Page excerpt:
This PhD thesis focuses on the role of information and training in developing countries. Chapter 1 studies the persuasive impacts of non-informative communication on the short-run beliefs and long-run behavior of individuals. This is done in the context of the Papal visit to Brazil in October 1991, in which persuasive messages related to fertility were salient in Papal speeches. The analysis measures how persuasion shifts short-run beliefs, such as intentions to contracept, and long-term fertility outcomes, such as the timing and total number of births. The last two chapters center around the evaluations of novel large-scale randomized control trials (RCTs) implemented in the Ugandan labor market. Chapter 2 provides experimental evidence on the presence of both credit and labor constraints among a sample of small firms operating in urban Uganda. The RCT evaluated in Chapter 2 is designed to relax specific constraints related to access to skilled and unskilled workers (through matching workers and firms); access to working capital (through wage subsidies); and access to formal credit (through promotion of existing credit programs). Finally, Chapter 3 studies information frictions on the skills of workers during the hiring process in firms, by presenting the results of a matching and signalling intervention between small firms and young workers in the Ugandan labor market.

Data rows:
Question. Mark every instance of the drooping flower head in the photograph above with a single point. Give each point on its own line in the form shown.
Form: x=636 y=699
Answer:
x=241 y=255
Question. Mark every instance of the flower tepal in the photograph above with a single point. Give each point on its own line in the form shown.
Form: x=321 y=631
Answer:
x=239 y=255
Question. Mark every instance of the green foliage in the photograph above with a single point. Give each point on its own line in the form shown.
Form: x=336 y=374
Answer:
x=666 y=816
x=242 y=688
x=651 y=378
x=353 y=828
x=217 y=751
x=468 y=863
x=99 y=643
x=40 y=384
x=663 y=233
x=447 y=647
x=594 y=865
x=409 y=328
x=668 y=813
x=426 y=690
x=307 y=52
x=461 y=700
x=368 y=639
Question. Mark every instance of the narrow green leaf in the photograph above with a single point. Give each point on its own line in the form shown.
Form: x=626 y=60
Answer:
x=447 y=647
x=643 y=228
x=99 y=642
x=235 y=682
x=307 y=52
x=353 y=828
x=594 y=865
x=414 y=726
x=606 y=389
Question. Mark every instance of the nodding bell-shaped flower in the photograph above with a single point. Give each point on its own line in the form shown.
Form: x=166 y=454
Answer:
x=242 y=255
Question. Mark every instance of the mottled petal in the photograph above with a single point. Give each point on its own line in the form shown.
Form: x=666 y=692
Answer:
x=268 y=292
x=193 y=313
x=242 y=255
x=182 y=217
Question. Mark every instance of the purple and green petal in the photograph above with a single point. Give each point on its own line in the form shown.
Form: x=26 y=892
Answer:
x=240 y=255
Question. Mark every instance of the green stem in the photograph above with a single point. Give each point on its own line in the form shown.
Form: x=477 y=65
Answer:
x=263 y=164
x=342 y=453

What is required: In the thesis summary, list each kind of access that the trial in Chapter 2 is designed to improve. Use only the thesis summary to answer.

The output:
- Access to skilled and unskilled workers
- Access to working capital
- Access to formal credit